EXERCISE INSTRUCTIONS:
Transcribe the entries below with complete accuracy, excluding the pictures.

DATA PROVIDED:
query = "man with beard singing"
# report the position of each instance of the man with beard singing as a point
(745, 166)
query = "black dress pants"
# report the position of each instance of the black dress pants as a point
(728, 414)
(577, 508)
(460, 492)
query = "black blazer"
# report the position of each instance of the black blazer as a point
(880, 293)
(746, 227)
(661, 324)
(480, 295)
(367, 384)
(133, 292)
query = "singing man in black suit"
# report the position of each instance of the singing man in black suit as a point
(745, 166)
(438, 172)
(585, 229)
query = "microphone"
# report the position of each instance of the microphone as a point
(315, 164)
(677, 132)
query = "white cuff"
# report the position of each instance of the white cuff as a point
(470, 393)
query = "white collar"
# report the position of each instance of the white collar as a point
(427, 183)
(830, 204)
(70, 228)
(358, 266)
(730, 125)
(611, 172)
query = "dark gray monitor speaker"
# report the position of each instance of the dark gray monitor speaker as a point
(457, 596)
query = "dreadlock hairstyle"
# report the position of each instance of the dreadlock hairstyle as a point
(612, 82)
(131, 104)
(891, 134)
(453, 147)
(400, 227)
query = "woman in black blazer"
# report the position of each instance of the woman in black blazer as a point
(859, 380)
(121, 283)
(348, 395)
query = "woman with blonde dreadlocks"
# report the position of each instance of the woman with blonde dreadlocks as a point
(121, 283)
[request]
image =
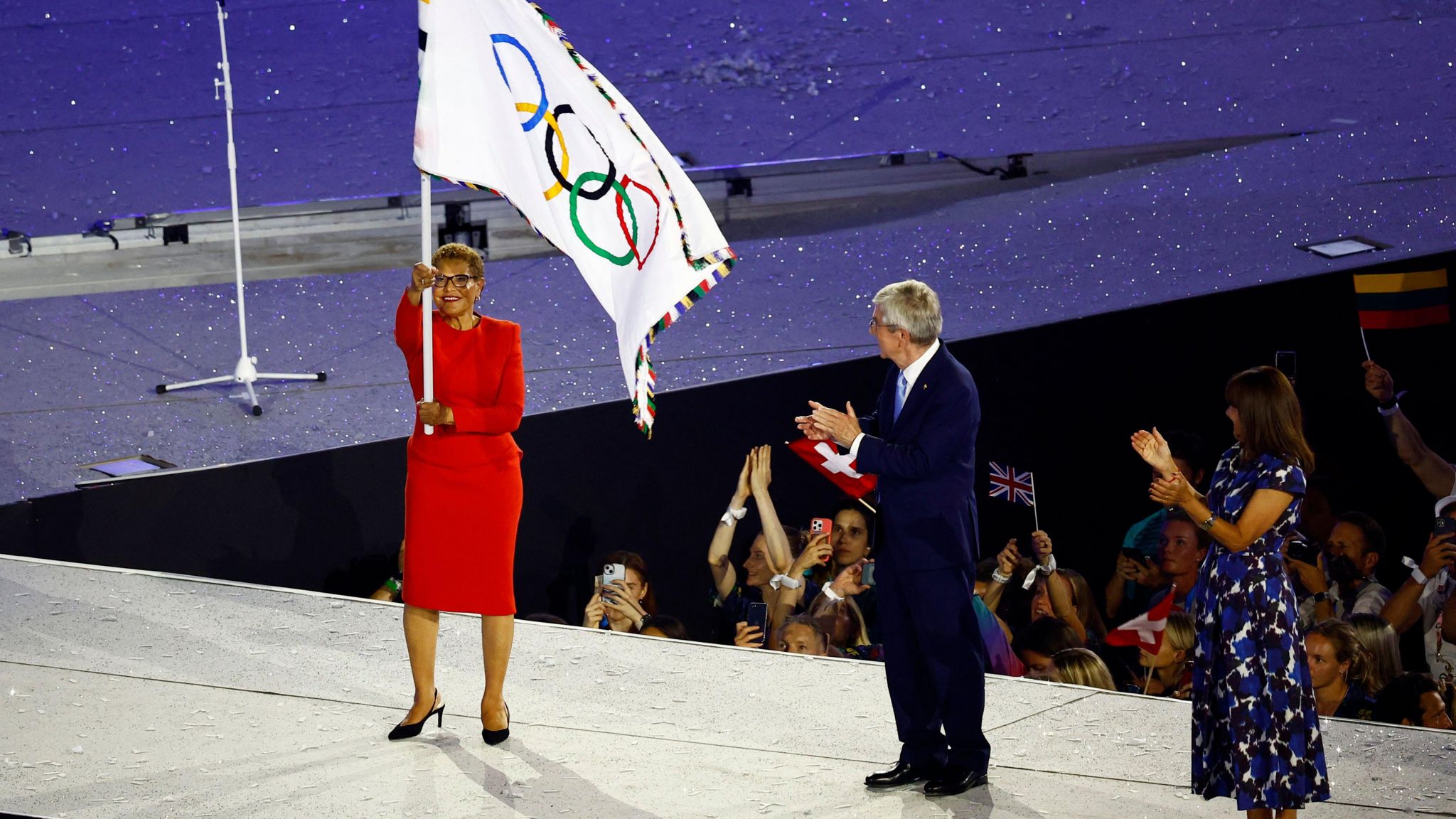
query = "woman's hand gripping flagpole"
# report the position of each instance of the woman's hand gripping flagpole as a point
(427, 298)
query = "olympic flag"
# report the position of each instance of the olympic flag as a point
(508, 105)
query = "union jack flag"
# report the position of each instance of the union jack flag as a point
(1012, 486)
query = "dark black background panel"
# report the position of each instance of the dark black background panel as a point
(1059, 400)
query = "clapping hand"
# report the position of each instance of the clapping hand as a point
(851, 580)
(1154, 449)
(830, 424)
(747, 637)
(1171, 491)
(742, 493)
(761, 474)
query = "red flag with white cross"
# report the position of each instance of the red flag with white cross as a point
(826, 459)
(1146, 630)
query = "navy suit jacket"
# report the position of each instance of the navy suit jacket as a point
(926, 466)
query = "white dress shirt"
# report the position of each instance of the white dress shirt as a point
(912, 375)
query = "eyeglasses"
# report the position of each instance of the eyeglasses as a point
(462, 280)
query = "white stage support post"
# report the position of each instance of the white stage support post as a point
(247, 369)
(427, 298)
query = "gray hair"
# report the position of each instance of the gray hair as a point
(914, 306)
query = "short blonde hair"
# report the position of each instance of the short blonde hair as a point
(914, 306)
(1081, 666)
(455, 251)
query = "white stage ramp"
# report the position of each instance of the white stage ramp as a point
(132, 694)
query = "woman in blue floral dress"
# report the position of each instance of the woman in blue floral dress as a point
(1256, 732)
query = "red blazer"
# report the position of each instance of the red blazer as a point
(478, 375)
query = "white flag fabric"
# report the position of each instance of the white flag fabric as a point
(508, 105)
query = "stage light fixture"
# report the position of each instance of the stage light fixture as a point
(133, 465)
(19, 241)
(1343, 247)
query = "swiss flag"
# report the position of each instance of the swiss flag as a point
(1145, 631)
(839, 469)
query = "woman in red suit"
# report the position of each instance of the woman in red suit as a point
(464, 487)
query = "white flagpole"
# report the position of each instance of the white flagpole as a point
(1036, 513)
(427, 296)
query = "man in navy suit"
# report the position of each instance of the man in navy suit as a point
(921, 442)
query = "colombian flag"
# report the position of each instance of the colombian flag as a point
(1398, 301)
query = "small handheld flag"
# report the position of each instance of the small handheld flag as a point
(1012, 486)
(826, 459)
(1146, 630)
(1398, 301)
(1017, 487)
(1401, 301)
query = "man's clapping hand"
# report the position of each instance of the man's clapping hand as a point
(830, 424)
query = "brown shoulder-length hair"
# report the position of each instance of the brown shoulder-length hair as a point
(1270, 416)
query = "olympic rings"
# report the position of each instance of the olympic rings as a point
(657, 223)
(622, 197)
(552, 127)
(542, 105)
(542, 112)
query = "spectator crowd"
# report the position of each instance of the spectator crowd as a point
(813, 592)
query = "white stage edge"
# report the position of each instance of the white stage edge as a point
(139, 694)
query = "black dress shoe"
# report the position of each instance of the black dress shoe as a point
(901, 774)
(412, 729)
(954, 780)
(497, 738)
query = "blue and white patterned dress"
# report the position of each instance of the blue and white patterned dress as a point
(1256, 732)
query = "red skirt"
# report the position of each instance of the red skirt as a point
(461, 535)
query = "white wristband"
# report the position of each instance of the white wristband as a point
(1032, 576)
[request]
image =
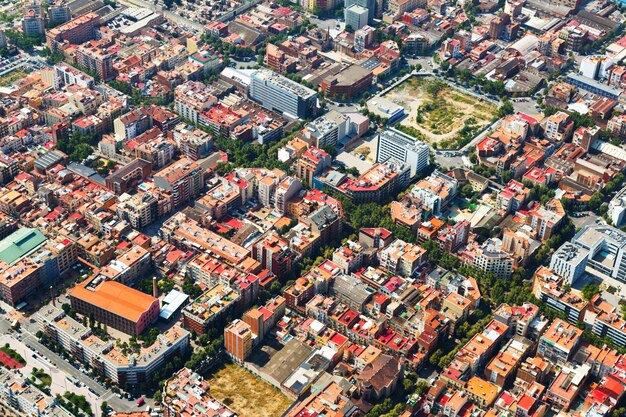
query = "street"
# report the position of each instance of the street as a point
(58, 368)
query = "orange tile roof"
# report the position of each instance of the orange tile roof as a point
(117, 298)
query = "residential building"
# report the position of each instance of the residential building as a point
(278, 93)
(184, 179)
(108, 360)
(115, 304)
(238, 340)
(559, 342)
(214, 305)
(397, 145)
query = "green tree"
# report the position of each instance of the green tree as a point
(104, 408)
(589, 290)
(505, 109)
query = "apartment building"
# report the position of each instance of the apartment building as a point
(184, 179)
(105, 357)
(138, 210)
(214, 305)
(400, 146)
(277, 93)
(238, 340)
(559, 342)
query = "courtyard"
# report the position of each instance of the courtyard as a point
(439, 113)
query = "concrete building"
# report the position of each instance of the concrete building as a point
(184, 179)
(115, 304)
(59, 12)
(617, 208)
(138, 210)
(278, 93)
(606, 250)
(559, 342)
(33, 19)
(569, 262)
(356, 16)
(370, 5)
(395, 144)
(103, 356)
(238, 340)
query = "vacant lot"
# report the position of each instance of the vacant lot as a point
(246, 394)
(8, 79)
(440, 114)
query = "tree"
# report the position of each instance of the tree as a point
(436, 357)
(505, 109)
(422, 387)
(589, 290)
(104, 408)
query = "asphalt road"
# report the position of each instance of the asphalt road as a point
(98, 394)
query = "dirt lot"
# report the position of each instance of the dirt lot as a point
(247, 394)
(441, 115)
(10, 78)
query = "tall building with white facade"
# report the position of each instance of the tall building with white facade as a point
(606, 250)
(569, 262)
(356, 16)
(395, 144)
(278, 93)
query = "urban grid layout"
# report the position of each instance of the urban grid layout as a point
(312, 208)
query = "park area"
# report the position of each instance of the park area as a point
(440, 114)
(247, 394)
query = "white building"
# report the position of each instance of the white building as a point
(617, 208)
(103, 356)
(356, 16)
(395, 144)
(569, 262)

COMPLETED EXERCISE:
query = "man with beard singing"
# report the position of each instance of the man with beard singing as a point
(745, 166)
query = "black dress pants"
# report the position of each instance of the black dress pants as a point
(728, 414)
(577, 508)
(460, 492)
query = "black blazer"
# report the position of each instance of the black blazer as a point
(880, 293)
(746, 227)
(661, 324)
(480, 295)
(367, 384)
(133, 292)
query = "singing man in black suit"
# report the position of each instance of the singing man in black suit as a point
(745, 166)
(438, 172)
(585, 229)
query = "microphone"
# report the position of each instance of the microphone as a point
(315, 164)
(677, 132)
query = "white cuff"
# report the position of each instance of the white cuff as a point
(470, 393)
query = "white collar"
# report the position of each instance of the white collar as a point
(427, 183)
(830, 204)
(70, 228)
(358, 266)
(730, 125)
(611, 172)
query = "dark gray monitor speaker"
# report the position of each instance of the dark gray monitor speaker as a point
(457, 596)
query = "dreadlock hairstyle"
# report the position of each instance of the dreadlock hairstyle as a point
(612, 82)
(131, 104)
(891, 134)
(453, 147)
(400, 227)
query = "woman in black blazer"
# report the position of each instance of the woman in black blazer as a point
(859, 380)
(121, 283)
(348, 395)
query = "woman with blonde dreadlocks"
# report the position of each instance of the woman with blonde dreadlocks as a point
(121, 283)
[request]
image =
query = "woman's hand gripping flagpole"
# report the position of each instance of the woman's hand gripping flagpole as a point
(427, 298)
query = "olympic flag"
# report the position of each instance of the olympic flag as a point
(508, 105)
query = "union jack flag"
# report the position of each instance of the union jack flag as a point
(1012, 486)
query = "dark black background panel"
# report the position of each instance of the dark black background panel as a point
(1059, 400)
query = "clapping hand"
# report the position of each instance of the clapping hand as a point
(851, 580)
(1154, 449)
(830, 424)
(747, 637)
(1171, 491)
(742, 493)
(761, 474)
query = "red flag with white cross"
# report the position of each instance of the red flag with white cross as a point
(826, 459)
(1146, 630)
query = "navy suit jacket"
# report the position of each instance of the navy suit jacket as a point
(926, 466)
query = "white dress shirt"
# report the position of each instance of the white dress shirt as a point
(912, 375)
query = "eyeglasses"
# report the position of each instance of the eyeglasses as a point
(462, 280)
query = "white stage support post"
# report the position of each instance of the white stage support post as a point
(247, 369)
(427, 298)
query = "gray hair"
# report the position of each instance of the gray hair as a point
(914, 306)
query = "short blonde hair"
# report the position of each instance of the short blonde hair as a point
(914, 306)
(1081, 666)
(455, 251)
query = "white stage ramp"
# report the position of each instance of the white stage ramp as a point
(132, 694)
query = "woman in blue floral dress"
# report the position of each instance of the woman in blue floral dress as a point
(1256, 732)
query = "red blazer"
# report the position of each instance of the red blazer as a point
(478, 375)
query = "white flag fabric"
# report the position of each instance of the white flag fabric as a point
(508, 105)
query = "stage light fixture"
# report the position of each instance of the stage light fixture as a point
(133, 465)
(19, 241)
(1343, 247)
query = "swiss flag"
# report the position of each instance of the swiss flag as a point
(1145, 631)
(839, 469)
query = "woman in red suit"
# report the position of each instance of the woman in red suit as a point
(464, 487)
query = "white flagpole"
# report the position of each instance of the white flagpole as a point
(1036, 513)
(427, 296)
query = "man in navy suit"
# report the position of each instance of the man in navy suit as a point
(921, 442)
query = "colombian flag"
# report the position of each instance of the colombian flag as a point
(1398, 301)
query = "small handheld flag"
# report the position of each instance of the small handheld flag as a point
(1012, 486)
(826, 459)
(1146, 630)
(1398, 301)
(1017, 487)
(1401, 301)
query = "man's clapping hand"
# report the position of each instance of the man's clapping hand as a point
(830, 424)
query = "brown shoulder-length hair"
# report the position of each instance of the brown shoulder-length hair as a point
(1270, 416)
query = "olympic rings"
# report the position of each instance of the olympic rings as a point
(657, 223)
(622, 197)
(552, 127)
(542, 105)
(542, 112)
query = "spectator crowd"
# report the position of each instance of the spectator crowd as a point
(813, 592)
query = "white stage edge"
# report the position of each instance of the white stage edge as a point
(139, 694)
query = "black dress shoe"
# report the position of each instance of the black dress shoe as a point
(901, 774)
(412, 729)
(954, 780)
(497, 738)
query = "blue and white patterned dress"
# report the position of each instance of the blue and white patterned dress as a point
(1256, 732)
query = "red skirt"
# report the position of each instance of the red skirt as a point
(461, 535)
query = "white wristband"
# report the position of each instance of the white wristband as a point
(1032, 576)
[request]
image =
query = "street"
# report the position of each instance of the street as a point
(58, 368)
query = "orange tile roof"
# report the position of each instance of the orange tile roof as a point
(117, 298)
query = "residential building"
# report the position of each instance of the residential building as a point
(278, 93)
(184, 179)
(108, 360)
(115, 304)
(238, 340)
(559, 342)
(214, 305)
(397, 145)
query = "green tree"
# report the position of each instance of the green tree as a point
(104, 408)
(589, 290)
(505, 109)
query = "apartment building"
# report the position of each instance of the apartment building as a point
(184, 179)
(105, 357)
(138, 210)
(214, 305)
(400, 146)
(277, 93)
(238, 340)
(559, 342)
query = "courtyard"
# report the position of each instance of the courtyard as a point
(439, 113)
query = "concrete building"
# report the position of each instance of the concrete building as a point
(184, 179)
(115, 304)
(59, 12)
(617, 208)
(138, 210)
(278, 93)
(606, 250)
(559, 342)
(33, 19)
(569, 262)
(356, 16)
(370, 5)
(395, 144)
(103, 356)
(238, 340)
query = "vacant lot"
# report the position of each instance of the vacant lot as a point
(246, 394)
(8, 79)
(440, 114)
query = "tree"
# report the position of each instance of the tree as a point
(436, 357)
(505, 109)
(422, 387)
(589, 290)
(104, 408)
query = "asphalt road"
# report the position of each instance of the asphalt road as a point
(98, 394)
query = "dirt lot"
# report the position of each instance of the dirt lot as a point
(247, 394)
(441, 115)
(10, 78)
query = "tall building with white facade"
# report the position of each instance of the tall building with white facade as a point
(606, 250)
(569, 262)
(356, 16)
(395, 144)
(278, 93)
query = "urban grid layout"
# report the position of each instance of the urban grid layout as a point
(312, 208)
query = "park area"
# report the position of each instance of the park area as a point
(440, 114)
(247, 394)
query = "white building"
# report the position of each instance of the white building as a point
(617, 208)
(103, 356)
(356, 16)
(395, 144)
(569, 262)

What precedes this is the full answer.